**** SUPPLIED TEXT ****

The turban or "pagri" often shortened to "pag" or "dastar" are different words in various dialect for the same article. All these words refer to the garment worn by both men and women to cover their heads. It is a headdress consisting of a long scarf-like single piece of cloth wound round the head or sometimes an inner "hat" or patka. Traditionally in India, the turban was only worn by men of high status in society; men of low status or of lower castes were not allowed or could not afford to wear a turban.
Although the keeping of unshorn hair was mandated by Guru Gobind Singh as one of the Five K's or five articles of faith, it has long been closely associated with Sikhism since the very beginning of Sikhi in 1469. Sikhism is the only religion in the world in which wearing a turban is mandatory for all adult males. Vast majority of people who wear turbans in the Western countries are Sikhs. The Sikh pagdi (ਪਗੜੀ) is also called dastaar (ਦਸਤਾਰ), which is a more respectful word in Punjabi for the turban.
- See also International Turban Day
Sikhs and the turban go together
Sikhs are famous for their many and distinctive turbans. Traditionally, the turban represents respectability, and has long been an item once reserved for nobility only. During the Mughal domination of India, only the Muslims were allowed to wear a turban. All non-muslims were strictly barred from wearing a pagri.
Guru Gobind Singh, in defiance of this infringement by the Mughals asked all of his Sikhs to wear the turban. This was to be worn in recognition of the high moral standards that he had charted for his Khalsa followers. He wanted his Khalsa to be different and to be determined "to stand out from the rest of the world" and to follow the unique path that had been set out by the Sikh Gurus. Thus, a turbaned Sikh has always stood out from the crowd, as the Guru intended; for he wanted his 'Saint-Soldiers' to not only be easily recognizable, but easily found as well.
More appropriately known in the Panjab as a dastaar, the Sikh turban is an article of faith which was made mandatory by the founder of the Khalsa. All baptised male Sikhs are required to wear a Dastaar. Though not required to wear a turban many Sikh Kaurs (women) also choose to wear a turban. For the Khalsa, the turban is not to be regarded as merely an item of cultural paraphernalia.

**** INFORMATION GIVEN ****

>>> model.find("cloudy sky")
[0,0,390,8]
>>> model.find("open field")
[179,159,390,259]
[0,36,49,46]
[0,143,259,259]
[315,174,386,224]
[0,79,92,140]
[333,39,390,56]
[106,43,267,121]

****

▶ **WHAT IS BEING ASKED**
In the passage on the Sikh turban, what is the more respectful Punjabi word for the turban? This material can be left aside.

▶ **RESPONSE**
Dastaar (ਦਸਤਾਰ).